BEGIN Data extracts

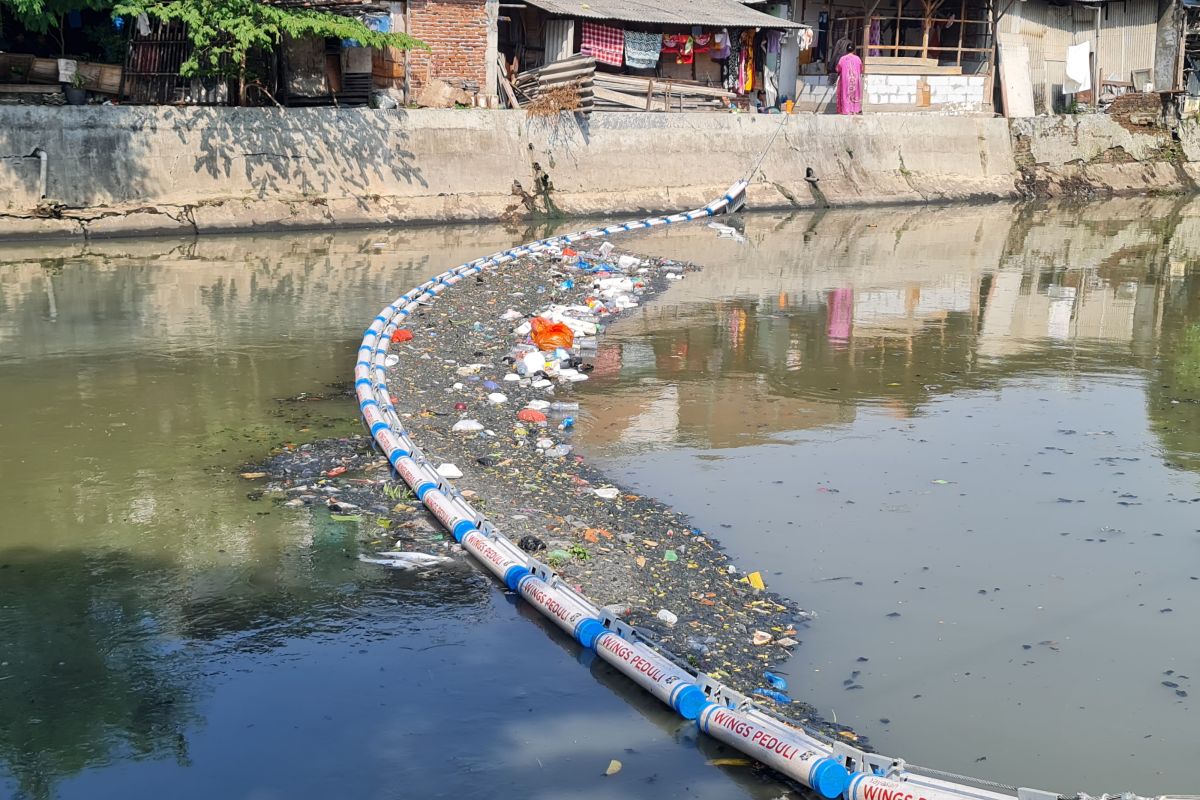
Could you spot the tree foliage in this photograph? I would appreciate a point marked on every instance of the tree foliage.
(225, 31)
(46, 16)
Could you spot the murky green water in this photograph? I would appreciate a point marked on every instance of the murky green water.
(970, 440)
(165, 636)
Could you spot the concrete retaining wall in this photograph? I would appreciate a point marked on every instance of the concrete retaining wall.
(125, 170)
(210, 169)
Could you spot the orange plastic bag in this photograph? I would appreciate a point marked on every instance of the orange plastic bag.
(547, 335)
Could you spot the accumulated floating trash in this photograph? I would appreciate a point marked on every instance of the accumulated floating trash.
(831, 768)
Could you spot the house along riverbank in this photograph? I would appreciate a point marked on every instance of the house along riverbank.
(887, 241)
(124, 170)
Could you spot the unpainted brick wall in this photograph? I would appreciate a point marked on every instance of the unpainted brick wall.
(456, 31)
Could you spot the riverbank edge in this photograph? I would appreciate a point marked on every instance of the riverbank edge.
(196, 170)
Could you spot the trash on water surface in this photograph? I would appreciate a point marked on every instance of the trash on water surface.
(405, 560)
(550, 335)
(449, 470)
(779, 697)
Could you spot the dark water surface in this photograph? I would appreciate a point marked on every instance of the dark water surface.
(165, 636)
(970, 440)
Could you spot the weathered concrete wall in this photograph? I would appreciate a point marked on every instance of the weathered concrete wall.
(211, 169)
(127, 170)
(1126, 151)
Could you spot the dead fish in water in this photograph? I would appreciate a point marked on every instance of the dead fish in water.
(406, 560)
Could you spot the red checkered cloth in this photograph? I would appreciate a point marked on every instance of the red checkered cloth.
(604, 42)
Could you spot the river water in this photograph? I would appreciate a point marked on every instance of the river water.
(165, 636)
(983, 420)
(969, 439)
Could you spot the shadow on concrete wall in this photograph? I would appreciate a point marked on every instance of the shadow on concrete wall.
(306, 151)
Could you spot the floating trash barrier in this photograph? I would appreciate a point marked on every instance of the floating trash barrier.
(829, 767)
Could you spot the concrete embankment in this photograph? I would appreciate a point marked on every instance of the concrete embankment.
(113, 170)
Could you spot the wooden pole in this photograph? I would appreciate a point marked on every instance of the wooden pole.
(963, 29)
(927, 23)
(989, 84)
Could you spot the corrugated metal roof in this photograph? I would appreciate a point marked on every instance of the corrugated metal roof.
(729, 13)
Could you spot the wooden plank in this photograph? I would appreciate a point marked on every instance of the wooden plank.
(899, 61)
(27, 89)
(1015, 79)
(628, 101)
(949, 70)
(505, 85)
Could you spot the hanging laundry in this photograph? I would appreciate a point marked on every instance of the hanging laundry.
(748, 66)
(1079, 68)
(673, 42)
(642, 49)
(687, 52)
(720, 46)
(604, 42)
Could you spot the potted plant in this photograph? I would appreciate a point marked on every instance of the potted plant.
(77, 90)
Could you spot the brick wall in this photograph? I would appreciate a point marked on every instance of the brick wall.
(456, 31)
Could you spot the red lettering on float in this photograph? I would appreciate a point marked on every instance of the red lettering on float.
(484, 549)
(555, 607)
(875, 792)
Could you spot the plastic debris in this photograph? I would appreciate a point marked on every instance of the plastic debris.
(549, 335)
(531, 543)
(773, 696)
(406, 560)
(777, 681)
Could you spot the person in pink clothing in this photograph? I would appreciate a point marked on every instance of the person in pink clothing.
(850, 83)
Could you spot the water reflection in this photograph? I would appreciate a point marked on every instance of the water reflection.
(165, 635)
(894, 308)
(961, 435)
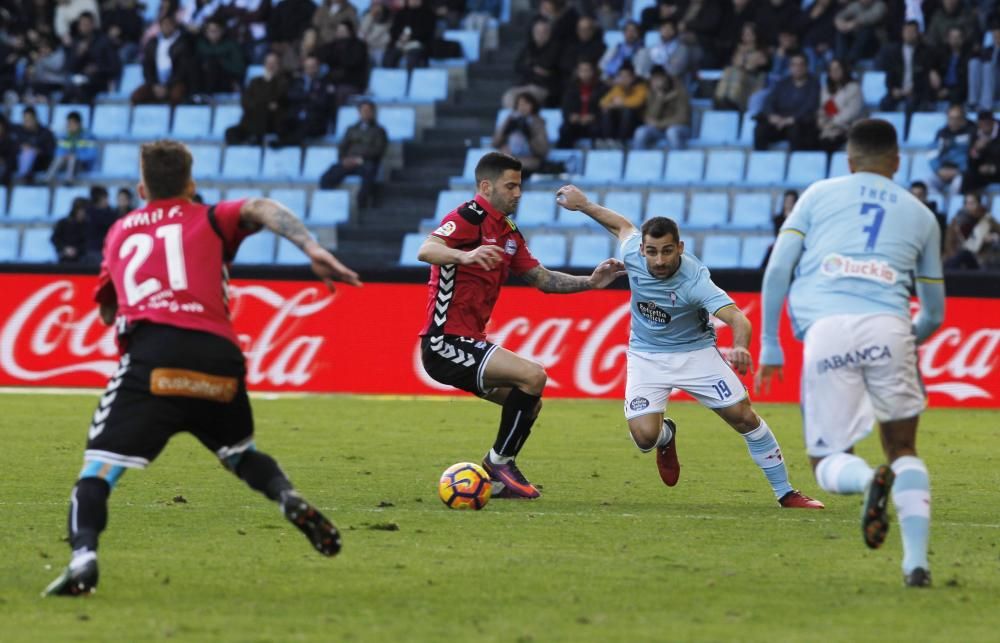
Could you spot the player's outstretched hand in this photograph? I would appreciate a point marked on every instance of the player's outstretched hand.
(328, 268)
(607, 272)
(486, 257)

END Data extracts
BEGIN Data extracts

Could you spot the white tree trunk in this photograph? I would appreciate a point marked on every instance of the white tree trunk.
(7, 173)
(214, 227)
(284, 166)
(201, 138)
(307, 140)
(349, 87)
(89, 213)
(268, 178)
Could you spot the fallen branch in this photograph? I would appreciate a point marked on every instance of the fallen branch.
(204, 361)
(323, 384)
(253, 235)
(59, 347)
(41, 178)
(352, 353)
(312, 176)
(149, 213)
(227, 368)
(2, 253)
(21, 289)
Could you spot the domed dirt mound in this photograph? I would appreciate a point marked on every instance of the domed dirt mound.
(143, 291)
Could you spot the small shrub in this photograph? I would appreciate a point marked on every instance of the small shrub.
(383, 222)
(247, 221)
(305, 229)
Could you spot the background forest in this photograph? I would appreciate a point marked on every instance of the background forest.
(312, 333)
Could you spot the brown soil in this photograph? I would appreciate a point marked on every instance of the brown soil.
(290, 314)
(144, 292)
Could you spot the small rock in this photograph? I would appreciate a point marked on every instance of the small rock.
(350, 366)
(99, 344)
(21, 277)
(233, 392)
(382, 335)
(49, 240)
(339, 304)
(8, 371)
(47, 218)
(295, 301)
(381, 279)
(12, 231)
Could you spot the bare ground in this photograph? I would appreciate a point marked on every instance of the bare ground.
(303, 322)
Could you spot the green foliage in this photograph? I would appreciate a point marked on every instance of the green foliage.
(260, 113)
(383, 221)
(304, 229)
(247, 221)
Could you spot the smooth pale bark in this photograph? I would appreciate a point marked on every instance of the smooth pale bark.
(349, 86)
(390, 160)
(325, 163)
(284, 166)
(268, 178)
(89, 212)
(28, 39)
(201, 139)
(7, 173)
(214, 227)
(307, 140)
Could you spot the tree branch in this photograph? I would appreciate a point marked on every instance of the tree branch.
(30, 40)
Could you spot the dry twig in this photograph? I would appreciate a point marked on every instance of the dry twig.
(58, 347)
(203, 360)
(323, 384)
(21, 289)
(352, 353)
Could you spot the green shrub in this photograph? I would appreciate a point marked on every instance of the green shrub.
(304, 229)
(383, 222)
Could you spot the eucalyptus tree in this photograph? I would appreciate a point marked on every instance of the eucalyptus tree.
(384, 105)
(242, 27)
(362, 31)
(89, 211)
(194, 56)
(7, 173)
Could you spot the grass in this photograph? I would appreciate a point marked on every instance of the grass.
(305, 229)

END Data extracts
BEGIN Data extracts

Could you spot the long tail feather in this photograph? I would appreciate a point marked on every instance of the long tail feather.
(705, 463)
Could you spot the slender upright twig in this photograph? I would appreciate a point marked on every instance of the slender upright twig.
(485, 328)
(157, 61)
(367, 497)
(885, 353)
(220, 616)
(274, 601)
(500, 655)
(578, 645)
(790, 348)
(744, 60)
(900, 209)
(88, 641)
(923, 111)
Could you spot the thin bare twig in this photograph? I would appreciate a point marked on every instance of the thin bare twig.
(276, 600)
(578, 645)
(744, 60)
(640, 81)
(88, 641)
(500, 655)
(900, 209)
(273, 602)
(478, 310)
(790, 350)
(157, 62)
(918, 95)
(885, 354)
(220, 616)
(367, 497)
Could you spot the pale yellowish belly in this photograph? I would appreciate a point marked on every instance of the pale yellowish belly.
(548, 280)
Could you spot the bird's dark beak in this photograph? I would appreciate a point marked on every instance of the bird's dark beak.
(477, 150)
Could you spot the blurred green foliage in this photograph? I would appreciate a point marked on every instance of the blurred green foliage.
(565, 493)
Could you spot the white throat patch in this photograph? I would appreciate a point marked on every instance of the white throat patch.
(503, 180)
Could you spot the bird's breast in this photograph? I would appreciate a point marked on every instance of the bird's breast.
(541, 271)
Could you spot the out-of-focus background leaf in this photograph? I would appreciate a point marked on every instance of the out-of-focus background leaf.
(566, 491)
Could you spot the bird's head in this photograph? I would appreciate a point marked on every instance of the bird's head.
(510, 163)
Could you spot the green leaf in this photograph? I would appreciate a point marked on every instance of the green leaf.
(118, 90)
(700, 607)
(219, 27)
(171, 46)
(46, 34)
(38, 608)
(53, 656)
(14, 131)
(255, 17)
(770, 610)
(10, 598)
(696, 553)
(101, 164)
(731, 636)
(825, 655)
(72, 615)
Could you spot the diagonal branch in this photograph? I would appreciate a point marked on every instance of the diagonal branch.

END Data extracts

▶ **Work task**: Begin with the line above that has "Could you spot the out-of-focus" and continue through the line that has "Could you spot the diagonal", setting each one down exactly. Stop there.

▶ **Task result**:
Could you spot the out-of-focus background leaf in this photograph? I would appreciate a point marked on every instance of the out-of-focus background leaf.
(566, 491)
Could you spot the bird's head in this photograph? I would appreciate a point marked on every instance of the bird's head.
(510, 163)
Could you spot the green leaf in this photograph? I would appreciate a point marked on every instance of the green leaf.
(118, 90)
(700, 607)
(219, 27)
(171, 46)
(46, 34)
(38, 608)
(53, 656)
(14, 131)
(255, 17)
(770, 610)
(10, 598)
(696, 553)
(101, 164)
(731, 636)
(825, 655)
(72, 615)
Could you spot the diagonal branch in this photograph? I would appreciate a point marked on every instance of the diagonal branch.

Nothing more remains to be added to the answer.